*Set tasks*.
1: Answer these questions from the film review:
(a) Who directed the film?
(b) In what year did Kempton Bunton take the portrait of the Duke of Wellington?
(c) What score did Flitcroft record at the 1976 tournament?
2: Carry the review of the Maurice Flitcroft film forward from its final sentence.

Producers: Tom Miller, Nichola Martin and Kate Glover Director: Craig Roberts Screenplay: Simon Farnaby Cast: Mark Rylance, Sally Hawkins, Rhys Ifans, Mark Lewis Jones, Christian Lees, Jonah Lees, Jake Davies, Johann Myers, Steve Oram, Tim Steed and Ash Tandon Distributor: Sony Pictures Classics
Grade: B-
British eccentrics are a special breed, and British filmmakers have long enjoyed celebrating their oddity; in “The Duke,” his last film, Roger Michell offered a delicious portrait of unlikely art thief Kempton Bunton, wonderfully played by Jim Broadbent, who lifted a portrait of the Duke of Wellington from London’s National Gallery in 1961. Now actor and occasional director Craig Roberts offers a take on Maurice Flitcroft, the amateur who both outraged and and enlivened the world of professional golf in the UK in the seventies, and is fortunate to have secured the formidable Mark Rylance to play the unlikely hero.
There’s a difference, however, in that Bunton was an idealist at heart—one who took his zeal for reform too far, perhaps, but was nonetheless a man of principle, and also an articulate, intelligent autodidact who could defend himself with crowd-pleasing vigor. By contrast Flitcroft comes off here as a somewhat dim bulb, a milquetoast working-class bloke who simply became fascinated with golf by watching the British Open on the telly and decided that he’d like to play in it too, though he’d never swung a club in his life.
Simon Farnaby, first in his 2010 book “The Phantom of the Open: Maurice Flitcroft, The World’s Worst Golfer” (written with Scott Murray) and now in the screenplay adapted from it, portrays how Flitcroft bumbled his way into the tournament in 1976 and gained public notoriety by breaking the record for the worst score by a wide margin—an incredible 121. He went on to try to play in further tournaments, but because he’d been banned by organizers had to assume absurd names and nutty disguises in order to do so. Meanwhile the chief organizer of the Open, Keith Mackenzie (a blustering Rhys Ifans) is shown fuming over Flitcroft’s antics from the sidelines, even as Maurice’s popularity rises—he becomes an icon to struggling golfers everywhere, even being invited to a tournament in Grand Rapids, where a trophy is named after him. That event closes the movie on a triumphant note, celebrating a man who fulfilled his dream, after a fashion.

A run of records:
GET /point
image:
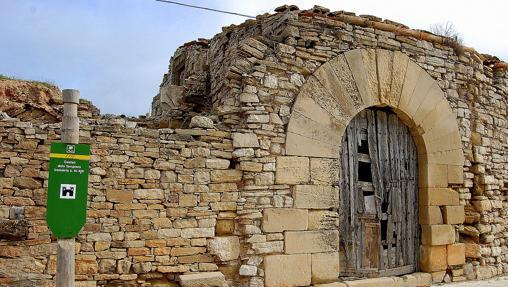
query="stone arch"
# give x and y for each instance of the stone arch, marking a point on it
(362, 78)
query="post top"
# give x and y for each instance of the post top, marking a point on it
(71, 96)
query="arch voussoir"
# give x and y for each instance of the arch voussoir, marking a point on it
(363, 78)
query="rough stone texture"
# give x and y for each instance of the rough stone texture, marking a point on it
(433, 258)
(292, 170)
(225, 248)
(288, 270)
(315, 196)
(283, 219)
(453, 214)
(325, 267)
(281, 90)
(456, 254)
(201, 122)
(438, 234)
(208, 279)
(311, 241)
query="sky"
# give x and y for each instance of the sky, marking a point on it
(116, 51)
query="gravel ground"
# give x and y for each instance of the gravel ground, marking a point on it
(495, 282)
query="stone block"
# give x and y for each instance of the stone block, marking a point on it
(311, 241)
(323, 219)
(455, 174)
(292, 170)
(482, 205)
(371, 282)
(433, 176)
(433, 258)
(324, 171)
(287, 270)
(430, 215)
(472, 250)
(245, 140)
(284, 219)
(334, 284)
(224, 227)
(115, 195)
(225, 248)
(437, 277)
(456, 254)
(315, 196)
(454, 214)
(229, 175)
(205, 279)
(440, 234)
(423, 279)
(325, 267)
(438, 196)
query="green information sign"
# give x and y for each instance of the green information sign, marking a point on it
(67, 188)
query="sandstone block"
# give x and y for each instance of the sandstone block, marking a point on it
(241, 140)
(438, 196)
(422, 279)
(230, 175)
(225, 248)
(456, 254)
(287, 270)
(311, 241)
(371, 282)
(187, 200)
(334, 284)
(283, 219)
(440, 234)
(198, 232)
(324, 171)
(208, 279)
(248, 270)
(482, 205)
(454, 214)
(26, 182)
(264, 178)
(315, 196)
(224, 227)
(119, 195)
(323, 219)
(325, 267)
(201, 122)
(292, 170)
(217, 163)
(149, 194)
(433, 258)
(472, 250)
(430, 215)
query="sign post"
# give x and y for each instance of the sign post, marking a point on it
(67, 189)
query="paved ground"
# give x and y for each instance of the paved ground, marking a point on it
(496, 282)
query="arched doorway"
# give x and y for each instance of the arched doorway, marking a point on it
(379, 230)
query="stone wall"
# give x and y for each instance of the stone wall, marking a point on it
(239, 199)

*Per-task answers*.
1:
(a) Craig Roberts
(b) 1961
(c) 121

2:
The picture strives for the Ealing comedy vibe of the little man succeeding against the odds, but it fudges the message by presenting Flitcroft as a sort of happy simpleton who merely stumbles into the role of folk hero. A crane operator in a shipyard at Barrow-in-Furness, he loses his job in 1975—his stepson Michael (Jake Davies), a midlevel official at the yard, gives him the news—and soon falls into his golf obsession. The bigwigs at the local club send him away, and when he sneaks onto the course to practice, chase him off. But he obstinately persists, and with the help of his ever-supportive wife Jean (Sally Hawkins) hedges on his answers on the application to the Open and is admitted to the 1976 tournament.
Roberts, cinematographer Kit Fraser and editor Jonathon Amos have fun with Flitcroft’s practice sessions and actual tournament play, using some animated dream sequences in the former and not just deadpan crowd reaction cutaways but a few slow-mo tricks in the latter. But the film relies mostly on the relaxed, laid-back performance of Rylance, who, fitted with some false teeth and oddball outfits by Siân Jenkins, makes Maurice a figure amusingly oblivious to the consternation his poor play is causing (there’s a touch of Clouseau in his work here); it’s undoubtedly an affected turn, but one attuned to what the script demands, and Amos’ leisurely editing gives it ample time to bloom. Scenes of later tournament play take a more slapstick approach, especially in a sequence in which Flitcroft and his friend Cliff (Mark Lewis Jones) steal a golf cart and make a run for it when one of his impostures is discovered.
One can imagine an edgier telling of Flitcroft’s story—one that presented the implicit divide between his lower-class ambitions and the more rarefied world into which he sought entrance in sharper terms. One can also envision one in which he’s less a passive schlub carried along on a wave of accidental fame and more of a cagey hoaxer cannily sticking it to the establishment. But on the more benign terms Farnaby and Roberts have chosen, his tale becomes a likable enough helping of feel-good Capracorn on the putting green, with Rylance expertly calibrating how far he can take the character’s befuddlement.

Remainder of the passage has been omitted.